# [Record set]
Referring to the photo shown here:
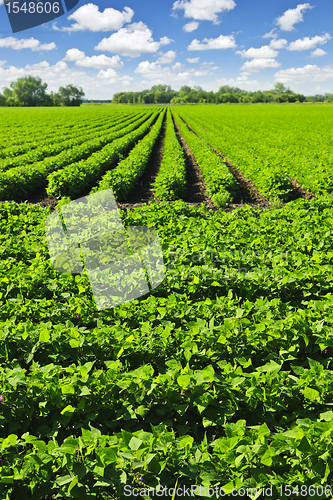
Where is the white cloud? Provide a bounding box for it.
[97,68,133,86]
[60,3,134,31]
[157,50,176,64]
[187,35,236,50]
[0,61,132,99]
[236,45,279,59]
[193,69,211,76]
[310,49,327,57]
[134,61,196,86]
[240,59,281,73]
[0,36,57,51]
[274,64,333,83]
[263,28,277,38]
[172,0,236,24]
[64,49,123,69]
[269,38,288,49]
[183,21,199,32]
[288,33,332,50]
[276,3,313,31]
[95,21,172,57]
[171,62,183,71]
[211,72,262,92]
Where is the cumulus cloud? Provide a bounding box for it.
[288,33,332,50]
[310,49,327,57]
[183,21,199,32]
[59,3,134,32]
[64,49,123,69]
[97,68,133,86]
[0,36,57,51]
[157,50,176,64]
[171,62,183,71]
[263,28,277,38]
[211,72,262,91]
[172,0,236,23]
[274,64,333,83]
[236,45,279,59]
[269,38,288,49]
[193,69,212,76]
[134,61,195,86]
[95,21,172,57]
[187,35,236,50]
[240,59,281,73]
[276,3,313,31]
[0,61,132,99]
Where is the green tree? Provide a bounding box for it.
[58,84,84,106]
[10,75,49,106]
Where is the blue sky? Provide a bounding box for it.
[0,0,333,99]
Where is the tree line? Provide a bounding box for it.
[112,83,306,104]
[0,75,84,106]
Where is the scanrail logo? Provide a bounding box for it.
[5,0,79,33]
[45,189,165,311]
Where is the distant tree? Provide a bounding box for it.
[3,87,15,106]
[4,75,50,106]
[57,85,84,106]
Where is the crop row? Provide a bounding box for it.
[46,111,160,197]
[176,106,333,200]
[0,113,134,160]
[0,111,151,200]
[153,108,186,201]
[0,192,333,500]
[0,108,114,148]
[176,110,292,201]
[0,114,142,171]
[171,113,237,206]
[91,110,165,201]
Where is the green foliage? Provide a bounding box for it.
[46,111,159,198]
[0,112,152,200]
[91,109,165,201]
[172,109,237,206]
[0,199,333,500]
[154,109,186,201]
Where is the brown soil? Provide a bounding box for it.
[0,116,316,212]
[172,111,217,209]
[118,111,166,208]
[176,114,270,209]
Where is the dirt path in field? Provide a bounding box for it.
[118,110,166,209]
[171,113,217,210]
[176,114,271,209]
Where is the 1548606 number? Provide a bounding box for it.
[6,2,60,14]
[278,484,331,498]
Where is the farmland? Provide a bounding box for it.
[0,105,333,500]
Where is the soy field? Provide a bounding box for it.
[0,104,333,500]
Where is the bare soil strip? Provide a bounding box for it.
[288,177,317,200]
[178,114,271,209]
[118,110,166,210]
[172,111,217,210]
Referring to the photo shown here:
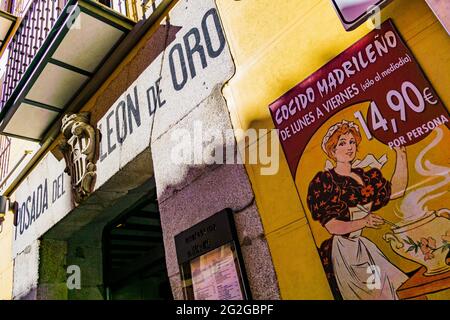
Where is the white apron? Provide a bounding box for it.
[331,205,408,300]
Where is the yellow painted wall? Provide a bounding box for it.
[216,0,450,299]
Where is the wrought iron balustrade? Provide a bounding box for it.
[0,0,68,110]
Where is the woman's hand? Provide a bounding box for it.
[394,146,406,159]
[363,213,384,229]
[391,146,408,200]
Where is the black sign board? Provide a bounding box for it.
[175,209,250,300]
[175,209,235,264]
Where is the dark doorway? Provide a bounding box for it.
[103,194,173,300]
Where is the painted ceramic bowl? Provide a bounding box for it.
[383,209,450,276]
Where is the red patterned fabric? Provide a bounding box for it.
[307,168,391,299]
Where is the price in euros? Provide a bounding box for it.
[354,81,438,140]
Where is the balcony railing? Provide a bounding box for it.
[0,0,68,110]
[0,0,163,112]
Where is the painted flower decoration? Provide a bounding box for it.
[361,185,375,198]
[420,237,436,261]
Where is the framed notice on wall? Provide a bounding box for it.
[175,210,249,300]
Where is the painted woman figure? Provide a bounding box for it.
[307,120,408,300]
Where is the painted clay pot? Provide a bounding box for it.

# [Requirement]
Arrange all the rows above as a numbered list, skipping any blank lines and leaving out the pictures.

# [Full response]
1. Referring to the photo shown here:
2. Where is the white cloud? Provide a bounding box for it.
3. [97,68,133,86]
4. [60,3,134,31]
5. [157,50,176,64]
6. [187,35,236,50]
7. [0,61,132,99]
8. [236,45,279,59]
9. [193,69,211,76]
10. [310,49,327,57]
11. [134,61,196,86]
12. [240,59,281,73]
13. [0,36,57,51]
14. [274,64,333,83]
15. [263,28,277,38]
16. [172,0,236,24]
17. [64,49,123,69]
18. [269,38,288,49]
19. [183,21,199,32]
20. [288,33,332,50]
21. [276,3,313,31]
22. [95,21,172,57]
23. [171,62,183,71]
24. [211,72,262,92]
25. Where is the cumulus cloud? Provide a bounding box for it.
26. [288,33,332,50]
27. [310,49,327,57]
28. [183,21,199,32]
29. [59,3,134,32]
30. [64,49,123,69]
31. [97,68,133,86]
32. [0,36,57,51]
33. [157,50,176,64]
34. [171,62,183,71]
35. [263,28,277,38]
36. [211,72,262,91]
37. [172,0,236,23]
38. [274,64,333,83]
39. [236,45,279,59]
40. [269,38,288,49]
41. [193,69,212,76]
42. [134,61,195,86]
43. [95,21,172,57]
44. [187,35,236,50]
45. [240,59,281,73]
46. [276,3,313,31]
47. [0,61,132,99]
48. Where is the green tree? Provide a bounding box for it.
49. [58,84,84,106]
50. [10,75,49,106]
51. Where is the blue sky? Provide a bounding box for it.
52. [0,0,333,99]
53. Where is the tree line? Provide a bounding box for it.
54. [112,83,306,104]
55. [0,75,84,106]
56. Where is the scanrail logo? Provide a bounding box for it.
57. [5,0,79,33]
58. [45,189,165,311]
59. Where is the distant tree? Provide a bounding box for it.
60. [3,87,15,106]
61. [4,75,50,106]
62. [57,85,84,106]
63. Where is the crop row? Provide a bounding box for it.
64. [46,111,160,197]
65. [176,106,333,200]
66. [0,113,134,160]
67. [0,111,151,200]
68. [153,108,186,201]
69. [0,192,333,500]
70. [0,108,114,148]
71. [176,110,292,201]
72. [0,114,142,171]
73. [171,113,237,206]
74. [91,110,165,201]
75. Where is the green foliage? Provide a bounding box for it.
76. [46,111,159,198]
77. [0,112,152,200]
78. [91,109,165,201]
79. [172,109,237,206]
80. [0,199,333,500]
81. [154,109,186,201]
82. Where is the brown soil? Provide a bounding box for it.
83. [0,116,316,212]
84. [172,111,217,209]
85. [118,111,166,208]
86. [176,114,270,209]
87. Where is the dirt path in field? Provide a bounding box for it.
88. [118,110,166,209]
89. [171,113,217,210]
90. [176,114,271,209]
91. Where is the 1548606 number? Provide a bounding box for it.
92. [6,2,60,14]
93. [278,484,331,498]
94. Where is the farmland? Provide a bounding box for it.
95. [0,105,333,500]
96. Where is the soy field? Provide a bounding box for it.
97. [0,104,333,500]
98. Where is the bare soil strip? Provide a bounding box for it.
99. [288,177,317,200]
100. [178,114,271,209]
101. [118,110,166,210]
102. [172,111,217,210]
103. Referring to the photo shown here:
104. Where is the white apron? Provide a bounding box for it.
105. [331,205,408,300]
106. Where is the yellow painted wall? Provide a bounding box for it.
107. [216,0,450,299]
108. Where is the wrought iron balustrade? Provide a bounding box for it.
109. [0,0,68,110]
110. Where is the woman's hand? Provide a bounding box for it.
111. [394,146,406,159]
112. [363,213,384,229]
113. [391,146,408,200]
114. Where is the black sign board? Provide a bounding box for it.
115. [175,209,250,300]
116. [175,209,235,264]
117. Where is the dark doorway? Provide a bounding box for it.
118. [103,194,173,300]
119. Where is the painted ceramic bowl? Provide a bounding box for it.
120. [383,209,450,276]
121. Where is the red patterned fabric? Provide a bounding box for it.
122. [307,168,391,299]
123. Where is the price in euros? Provide a bounding box for it.
124. [354,81,438,140]
125. Where is the balcony railing? Provide a bounding box for it.
126. [0,0,68,110]
127. [0,0,163,112]
128. Where is the painted flower decoration? Provide a bounding box for it.
129. [361,185,375,198]
130. [420,237,436,261]
131. Where is the framed notice on wall? Provide a bounding box for it.
132. [175,210,249,300]
133. Where is the painted woman figure? Provide a bounding box for it.
134. [307,120,408,300]
135. Where is the painted clay pot? Provide a bounding box for it.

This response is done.